Data shown ->
────────
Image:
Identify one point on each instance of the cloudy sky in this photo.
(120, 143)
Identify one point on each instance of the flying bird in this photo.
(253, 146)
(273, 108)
────────
Problem to solve -> Only a verbatim transcription of the lines from the one containing "Identify one point on each instance of the flying" through the last line of the records counts as the answer.

Problem solution ->
Identify one point on each instance of the flying bird in this photo.
(253, 146)
(273, 108)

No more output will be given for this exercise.